Hi, I need help with part (ii). Thank you so much. :)

Date Posted: 2 years ago
Views: 466
J
J
2 years ago
Substituting the values of a and b found in part (i),

We deduce that the equation of the curve is :

y = 2x² + 2(2)x + 4(2) -14
y = 2x² + 4x - 6

Gradient of tangent at some value of x

= dy/dx
= 2(2x) + 4
= 4x + 4

Gradient of the line y = -4x + 1 is : -4

Since the the tangent to the curve at point P is parallel to the line y = -4x + 1, their gradients are equal.

So, 4x + 4 = -4
4x = -8
x = -2

So the x-cordinate of P is -2.

y = 2(-2)² + 4(-2) - 6
y = 8 - 8 - 6
y = -6

Coordinates of P are (-2,-6)

_SUPPLIED INFORMATION_
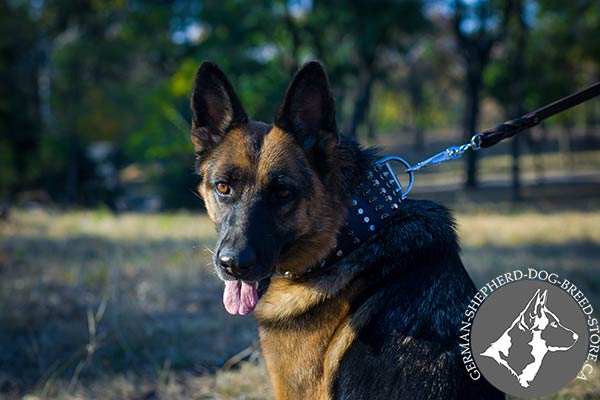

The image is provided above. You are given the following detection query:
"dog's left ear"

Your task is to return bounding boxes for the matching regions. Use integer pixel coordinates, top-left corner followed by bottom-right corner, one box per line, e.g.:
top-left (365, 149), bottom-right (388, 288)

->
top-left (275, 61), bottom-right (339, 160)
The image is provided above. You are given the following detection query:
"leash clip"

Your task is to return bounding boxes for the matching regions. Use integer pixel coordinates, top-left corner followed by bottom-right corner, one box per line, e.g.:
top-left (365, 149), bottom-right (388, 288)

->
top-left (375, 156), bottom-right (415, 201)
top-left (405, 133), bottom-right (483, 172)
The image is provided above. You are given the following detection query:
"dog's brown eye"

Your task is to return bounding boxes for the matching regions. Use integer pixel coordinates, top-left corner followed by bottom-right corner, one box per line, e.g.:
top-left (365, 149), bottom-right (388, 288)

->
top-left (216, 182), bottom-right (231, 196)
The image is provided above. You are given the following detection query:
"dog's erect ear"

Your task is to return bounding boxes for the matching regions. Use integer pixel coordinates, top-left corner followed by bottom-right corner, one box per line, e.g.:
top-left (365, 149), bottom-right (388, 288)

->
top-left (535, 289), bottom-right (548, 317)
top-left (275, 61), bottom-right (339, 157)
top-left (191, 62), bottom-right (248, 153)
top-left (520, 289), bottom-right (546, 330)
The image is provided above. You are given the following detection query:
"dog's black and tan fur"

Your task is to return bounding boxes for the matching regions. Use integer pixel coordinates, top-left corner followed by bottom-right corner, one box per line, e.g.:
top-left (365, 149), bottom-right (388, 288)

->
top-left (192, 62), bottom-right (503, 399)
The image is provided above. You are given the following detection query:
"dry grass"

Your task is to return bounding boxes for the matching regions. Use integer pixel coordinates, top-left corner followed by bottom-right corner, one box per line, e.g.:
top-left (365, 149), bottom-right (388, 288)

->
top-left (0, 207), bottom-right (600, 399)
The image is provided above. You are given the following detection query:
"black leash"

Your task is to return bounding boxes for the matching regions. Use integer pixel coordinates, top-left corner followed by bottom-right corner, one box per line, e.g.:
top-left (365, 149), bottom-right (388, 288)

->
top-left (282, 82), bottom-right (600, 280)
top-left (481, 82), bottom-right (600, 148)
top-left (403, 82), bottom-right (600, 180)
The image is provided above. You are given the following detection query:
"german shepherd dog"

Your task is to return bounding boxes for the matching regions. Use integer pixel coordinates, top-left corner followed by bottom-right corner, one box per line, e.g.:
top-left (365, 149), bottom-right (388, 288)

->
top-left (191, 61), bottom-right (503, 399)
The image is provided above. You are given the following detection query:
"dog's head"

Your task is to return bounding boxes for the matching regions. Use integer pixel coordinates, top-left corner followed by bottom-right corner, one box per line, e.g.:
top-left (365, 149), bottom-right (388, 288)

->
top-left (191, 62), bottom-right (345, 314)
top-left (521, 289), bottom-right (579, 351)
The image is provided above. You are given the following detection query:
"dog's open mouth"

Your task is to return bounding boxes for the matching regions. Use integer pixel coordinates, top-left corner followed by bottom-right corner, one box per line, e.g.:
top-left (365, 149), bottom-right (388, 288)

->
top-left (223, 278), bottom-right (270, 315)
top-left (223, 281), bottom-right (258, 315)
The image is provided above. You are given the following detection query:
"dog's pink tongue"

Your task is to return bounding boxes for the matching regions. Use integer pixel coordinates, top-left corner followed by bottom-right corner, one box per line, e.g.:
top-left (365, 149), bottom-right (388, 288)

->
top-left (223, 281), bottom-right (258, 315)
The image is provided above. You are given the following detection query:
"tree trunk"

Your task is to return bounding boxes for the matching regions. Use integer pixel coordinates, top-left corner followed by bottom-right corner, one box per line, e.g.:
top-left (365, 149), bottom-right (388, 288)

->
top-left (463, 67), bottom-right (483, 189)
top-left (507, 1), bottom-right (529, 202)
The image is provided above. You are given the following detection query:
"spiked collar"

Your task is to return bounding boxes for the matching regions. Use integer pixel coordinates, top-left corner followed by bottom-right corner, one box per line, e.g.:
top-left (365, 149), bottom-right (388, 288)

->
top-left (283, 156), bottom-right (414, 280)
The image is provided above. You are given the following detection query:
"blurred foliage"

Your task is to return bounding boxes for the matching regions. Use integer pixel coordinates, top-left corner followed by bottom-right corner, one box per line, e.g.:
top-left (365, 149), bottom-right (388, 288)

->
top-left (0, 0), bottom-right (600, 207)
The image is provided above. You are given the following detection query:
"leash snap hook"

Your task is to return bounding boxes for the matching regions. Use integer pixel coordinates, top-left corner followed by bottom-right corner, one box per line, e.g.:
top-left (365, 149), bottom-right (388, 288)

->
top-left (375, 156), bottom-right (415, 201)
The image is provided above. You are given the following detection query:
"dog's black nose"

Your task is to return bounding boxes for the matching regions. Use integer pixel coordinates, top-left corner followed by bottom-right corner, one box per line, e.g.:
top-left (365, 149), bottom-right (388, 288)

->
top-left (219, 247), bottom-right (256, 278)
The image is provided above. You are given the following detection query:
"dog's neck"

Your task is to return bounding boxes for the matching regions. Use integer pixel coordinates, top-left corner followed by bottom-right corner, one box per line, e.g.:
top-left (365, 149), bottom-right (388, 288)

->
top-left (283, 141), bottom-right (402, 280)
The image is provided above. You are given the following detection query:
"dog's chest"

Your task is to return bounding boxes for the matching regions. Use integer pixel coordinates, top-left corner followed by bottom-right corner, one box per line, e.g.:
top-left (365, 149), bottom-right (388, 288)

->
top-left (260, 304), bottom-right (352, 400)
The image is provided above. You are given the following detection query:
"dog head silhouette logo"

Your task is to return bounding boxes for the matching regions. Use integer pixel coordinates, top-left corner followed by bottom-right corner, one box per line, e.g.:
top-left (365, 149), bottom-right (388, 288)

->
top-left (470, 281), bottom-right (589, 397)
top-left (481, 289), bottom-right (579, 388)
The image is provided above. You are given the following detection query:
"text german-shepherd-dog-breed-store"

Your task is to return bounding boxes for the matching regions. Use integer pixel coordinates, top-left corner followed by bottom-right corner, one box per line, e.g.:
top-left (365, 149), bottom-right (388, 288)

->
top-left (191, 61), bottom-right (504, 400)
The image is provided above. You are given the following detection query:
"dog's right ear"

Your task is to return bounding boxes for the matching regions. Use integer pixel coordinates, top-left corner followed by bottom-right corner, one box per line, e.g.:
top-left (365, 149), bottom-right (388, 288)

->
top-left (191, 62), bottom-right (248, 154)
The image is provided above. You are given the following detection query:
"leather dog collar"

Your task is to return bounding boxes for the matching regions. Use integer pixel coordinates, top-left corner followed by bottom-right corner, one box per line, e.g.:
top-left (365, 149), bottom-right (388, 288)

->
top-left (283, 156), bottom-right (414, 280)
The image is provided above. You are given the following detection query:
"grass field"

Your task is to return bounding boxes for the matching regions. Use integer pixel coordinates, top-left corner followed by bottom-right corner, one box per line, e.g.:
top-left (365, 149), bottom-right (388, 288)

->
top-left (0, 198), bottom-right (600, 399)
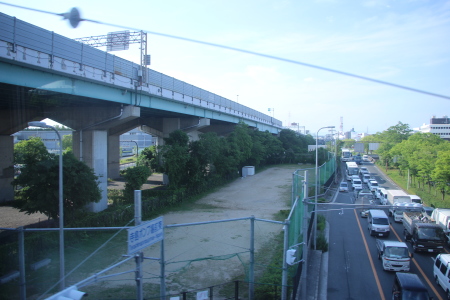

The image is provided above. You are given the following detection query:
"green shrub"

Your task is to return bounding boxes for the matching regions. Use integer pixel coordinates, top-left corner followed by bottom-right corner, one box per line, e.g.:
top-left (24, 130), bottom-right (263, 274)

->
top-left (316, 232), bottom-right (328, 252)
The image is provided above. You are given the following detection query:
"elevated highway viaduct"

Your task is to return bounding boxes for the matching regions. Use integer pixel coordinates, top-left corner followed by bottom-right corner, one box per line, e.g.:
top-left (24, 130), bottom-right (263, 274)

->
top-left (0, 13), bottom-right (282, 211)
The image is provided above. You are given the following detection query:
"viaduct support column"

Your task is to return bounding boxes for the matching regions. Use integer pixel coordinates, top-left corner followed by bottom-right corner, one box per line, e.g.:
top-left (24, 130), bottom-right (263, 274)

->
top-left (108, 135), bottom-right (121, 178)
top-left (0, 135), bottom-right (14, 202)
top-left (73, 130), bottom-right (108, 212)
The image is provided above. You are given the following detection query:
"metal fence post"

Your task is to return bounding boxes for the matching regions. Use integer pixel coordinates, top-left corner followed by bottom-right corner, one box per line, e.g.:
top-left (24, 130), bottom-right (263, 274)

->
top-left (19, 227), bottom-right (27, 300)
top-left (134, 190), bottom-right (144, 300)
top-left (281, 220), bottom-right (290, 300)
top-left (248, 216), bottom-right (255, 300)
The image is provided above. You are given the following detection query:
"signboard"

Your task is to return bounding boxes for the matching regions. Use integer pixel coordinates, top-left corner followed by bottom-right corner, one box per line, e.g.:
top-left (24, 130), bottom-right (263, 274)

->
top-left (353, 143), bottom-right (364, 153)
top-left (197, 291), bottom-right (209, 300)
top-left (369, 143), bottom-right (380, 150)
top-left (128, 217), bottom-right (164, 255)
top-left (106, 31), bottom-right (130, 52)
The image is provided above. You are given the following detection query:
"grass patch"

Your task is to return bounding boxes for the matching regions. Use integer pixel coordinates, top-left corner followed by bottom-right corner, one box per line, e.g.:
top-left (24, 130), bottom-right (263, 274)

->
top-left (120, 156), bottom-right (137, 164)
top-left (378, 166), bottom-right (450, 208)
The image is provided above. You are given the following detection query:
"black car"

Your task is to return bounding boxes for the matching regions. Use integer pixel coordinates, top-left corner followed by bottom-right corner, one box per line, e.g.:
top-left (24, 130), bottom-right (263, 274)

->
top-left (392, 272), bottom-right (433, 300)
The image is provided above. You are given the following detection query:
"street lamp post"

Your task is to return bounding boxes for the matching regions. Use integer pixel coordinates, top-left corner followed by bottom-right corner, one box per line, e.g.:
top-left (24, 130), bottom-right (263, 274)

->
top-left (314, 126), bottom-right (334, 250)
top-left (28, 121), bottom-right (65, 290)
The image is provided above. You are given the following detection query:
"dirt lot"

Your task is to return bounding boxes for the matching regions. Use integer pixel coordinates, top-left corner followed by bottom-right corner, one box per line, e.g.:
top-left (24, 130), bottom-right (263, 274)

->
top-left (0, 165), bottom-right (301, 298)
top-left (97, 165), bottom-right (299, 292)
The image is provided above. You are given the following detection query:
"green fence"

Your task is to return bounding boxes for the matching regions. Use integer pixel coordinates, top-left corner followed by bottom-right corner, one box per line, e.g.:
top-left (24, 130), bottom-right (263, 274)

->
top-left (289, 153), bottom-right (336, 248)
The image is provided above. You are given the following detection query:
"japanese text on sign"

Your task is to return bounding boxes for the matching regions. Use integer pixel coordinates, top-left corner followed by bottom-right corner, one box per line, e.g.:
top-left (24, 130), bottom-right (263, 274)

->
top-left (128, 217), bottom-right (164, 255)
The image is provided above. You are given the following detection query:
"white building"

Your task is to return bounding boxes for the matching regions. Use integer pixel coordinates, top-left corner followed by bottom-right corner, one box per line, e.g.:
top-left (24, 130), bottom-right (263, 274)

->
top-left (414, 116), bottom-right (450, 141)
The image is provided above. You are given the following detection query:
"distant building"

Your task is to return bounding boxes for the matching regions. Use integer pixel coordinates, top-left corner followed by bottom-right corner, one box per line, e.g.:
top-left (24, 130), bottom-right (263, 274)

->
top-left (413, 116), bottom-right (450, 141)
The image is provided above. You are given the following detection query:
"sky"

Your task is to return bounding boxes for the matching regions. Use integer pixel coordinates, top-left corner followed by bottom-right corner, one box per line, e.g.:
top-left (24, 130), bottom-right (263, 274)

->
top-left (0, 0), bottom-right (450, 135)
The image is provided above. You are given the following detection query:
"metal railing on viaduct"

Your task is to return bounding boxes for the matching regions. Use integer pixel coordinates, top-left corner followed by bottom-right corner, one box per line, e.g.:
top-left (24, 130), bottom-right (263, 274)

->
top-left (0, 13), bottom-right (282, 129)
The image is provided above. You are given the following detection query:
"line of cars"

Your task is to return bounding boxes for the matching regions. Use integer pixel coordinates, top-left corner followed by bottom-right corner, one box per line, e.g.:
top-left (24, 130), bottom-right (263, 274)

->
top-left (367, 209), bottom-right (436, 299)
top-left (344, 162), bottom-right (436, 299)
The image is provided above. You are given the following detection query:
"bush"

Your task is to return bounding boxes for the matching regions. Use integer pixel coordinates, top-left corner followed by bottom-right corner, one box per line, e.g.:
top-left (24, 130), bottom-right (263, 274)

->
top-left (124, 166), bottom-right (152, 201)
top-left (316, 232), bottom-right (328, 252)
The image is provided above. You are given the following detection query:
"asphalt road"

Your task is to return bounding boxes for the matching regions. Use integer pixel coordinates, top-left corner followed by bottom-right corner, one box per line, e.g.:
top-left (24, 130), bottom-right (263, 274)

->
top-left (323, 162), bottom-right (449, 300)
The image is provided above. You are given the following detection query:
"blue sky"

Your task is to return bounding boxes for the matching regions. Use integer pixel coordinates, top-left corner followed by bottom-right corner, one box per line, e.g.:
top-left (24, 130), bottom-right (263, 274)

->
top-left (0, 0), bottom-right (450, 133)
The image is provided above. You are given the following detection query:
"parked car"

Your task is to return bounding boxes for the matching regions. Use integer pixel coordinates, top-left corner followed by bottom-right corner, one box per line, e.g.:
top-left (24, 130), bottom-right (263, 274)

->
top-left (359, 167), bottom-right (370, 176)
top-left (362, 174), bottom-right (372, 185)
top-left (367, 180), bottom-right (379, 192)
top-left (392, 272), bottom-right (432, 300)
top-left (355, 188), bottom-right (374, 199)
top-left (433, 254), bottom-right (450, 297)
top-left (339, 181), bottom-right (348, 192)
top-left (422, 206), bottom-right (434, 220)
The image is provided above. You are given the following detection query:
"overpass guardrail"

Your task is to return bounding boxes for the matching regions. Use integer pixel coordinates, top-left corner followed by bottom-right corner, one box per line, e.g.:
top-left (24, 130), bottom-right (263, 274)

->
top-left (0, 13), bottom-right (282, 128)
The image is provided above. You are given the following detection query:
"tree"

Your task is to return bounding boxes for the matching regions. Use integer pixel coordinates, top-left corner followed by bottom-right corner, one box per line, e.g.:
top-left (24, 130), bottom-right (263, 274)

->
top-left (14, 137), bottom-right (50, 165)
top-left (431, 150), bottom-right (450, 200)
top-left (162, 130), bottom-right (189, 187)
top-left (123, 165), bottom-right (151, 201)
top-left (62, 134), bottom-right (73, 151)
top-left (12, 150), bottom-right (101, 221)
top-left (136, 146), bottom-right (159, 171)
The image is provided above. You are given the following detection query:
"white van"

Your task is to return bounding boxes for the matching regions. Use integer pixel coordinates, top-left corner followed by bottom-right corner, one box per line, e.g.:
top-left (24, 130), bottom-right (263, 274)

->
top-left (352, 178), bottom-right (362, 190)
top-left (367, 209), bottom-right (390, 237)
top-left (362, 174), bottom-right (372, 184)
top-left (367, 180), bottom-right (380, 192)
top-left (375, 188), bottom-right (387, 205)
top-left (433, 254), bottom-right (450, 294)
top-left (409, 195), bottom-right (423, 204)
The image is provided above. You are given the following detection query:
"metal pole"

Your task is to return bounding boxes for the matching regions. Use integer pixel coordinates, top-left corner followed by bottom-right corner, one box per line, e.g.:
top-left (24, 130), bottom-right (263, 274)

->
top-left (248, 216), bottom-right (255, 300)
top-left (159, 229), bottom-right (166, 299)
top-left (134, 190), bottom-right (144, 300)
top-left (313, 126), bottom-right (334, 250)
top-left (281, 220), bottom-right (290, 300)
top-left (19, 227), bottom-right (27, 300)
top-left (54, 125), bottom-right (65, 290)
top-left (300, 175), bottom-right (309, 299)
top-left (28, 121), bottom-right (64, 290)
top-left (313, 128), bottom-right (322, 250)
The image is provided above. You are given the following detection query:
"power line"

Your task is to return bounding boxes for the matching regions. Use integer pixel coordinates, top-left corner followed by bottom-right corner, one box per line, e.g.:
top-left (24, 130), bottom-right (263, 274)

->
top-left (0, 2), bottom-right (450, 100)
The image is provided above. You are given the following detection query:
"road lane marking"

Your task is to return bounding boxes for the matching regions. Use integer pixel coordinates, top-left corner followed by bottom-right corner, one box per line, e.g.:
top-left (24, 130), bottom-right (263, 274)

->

_BRIEF A_
From the forum thread, extract the text between "Gradient of tangent" and "gradients are equal.", inclusive.
_BRIEF B_
List every distinct equation in the forum thread that begins with "y =".

_SOLUTION A_
Gradient of tangent at some value of x

= dy/dx
= 2(2x) + 4
= 4x + 4

Gradient of the line y = -4x + 1 is : -4

Since the the tangent to the curve at point P is parallel to the line y = -4x + 1, their gradients are equal.

_SOLUTION B_
y = 2x² + 2(2)x + 4(2) -14
y = 2x² + 4x - 6
y = -4x + 1
y = 2(-2)² + 4(-2) - 6
y = 8 - 8 - 6
y = -6